> **OBJECTIVE**: Please find every line in the rows below that contains the word "blue", and copy each of those lines.
-- -- --
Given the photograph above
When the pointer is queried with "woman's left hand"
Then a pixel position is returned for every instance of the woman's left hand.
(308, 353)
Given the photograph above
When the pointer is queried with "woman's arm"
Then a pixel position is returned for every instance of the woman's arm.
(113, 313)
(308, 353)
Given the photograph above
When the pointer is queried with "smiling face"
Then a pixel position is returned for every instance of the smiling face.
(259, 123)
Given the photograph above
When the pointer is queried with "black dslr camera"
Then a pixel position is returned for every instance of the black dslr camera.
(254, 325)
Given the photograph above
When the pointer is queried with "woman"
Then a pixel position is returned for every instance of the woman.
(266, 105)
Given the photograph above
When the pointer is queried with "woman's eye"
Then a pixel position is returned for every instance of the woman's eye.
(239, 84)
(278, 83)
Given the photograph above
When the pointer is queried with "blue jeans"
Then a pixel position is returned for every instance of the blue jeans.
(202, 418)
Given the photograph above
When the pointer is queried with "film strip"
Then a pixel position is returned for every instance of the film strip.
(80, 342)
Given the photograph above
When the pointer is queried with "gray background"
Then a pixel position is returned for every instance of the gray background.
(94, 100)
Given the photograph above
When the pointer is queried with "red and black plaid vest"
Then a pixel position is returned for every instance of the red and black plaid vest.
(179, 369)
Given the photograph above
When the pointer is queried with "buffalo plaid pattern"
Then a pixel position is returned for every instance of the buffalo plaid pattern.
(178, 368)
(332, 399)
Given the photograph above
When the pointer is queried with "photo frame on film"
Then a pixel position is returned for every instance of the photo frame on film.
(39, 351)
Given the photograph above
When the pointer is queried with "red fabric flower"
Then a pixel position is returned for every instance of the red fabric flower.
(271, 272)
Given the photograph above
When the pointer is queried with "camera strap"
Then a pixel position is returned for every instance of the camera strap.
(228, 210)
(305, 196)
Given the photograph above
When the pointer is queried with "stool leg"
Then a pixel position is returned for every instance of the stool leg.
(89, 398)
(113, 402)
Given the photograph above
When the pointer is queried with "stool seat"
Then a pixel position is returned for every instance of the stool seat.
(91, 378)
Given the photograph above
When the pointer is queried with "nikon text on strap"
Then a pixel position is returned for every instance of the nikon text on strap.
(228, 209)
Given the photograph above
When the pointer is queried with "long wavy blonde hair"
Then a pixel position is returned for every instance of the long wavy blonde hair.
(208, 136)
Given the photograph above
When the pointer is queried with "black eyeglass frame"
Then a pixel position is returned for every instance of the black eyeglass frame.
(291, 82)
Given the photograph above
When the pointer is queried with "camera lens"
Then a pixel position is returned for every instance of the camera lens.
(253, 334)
-- -- --
> **RESPONSE BELOW**:
When the pointer is queried with "blue jeans"
Then a pixel position is returned for every instance of the blue jeans.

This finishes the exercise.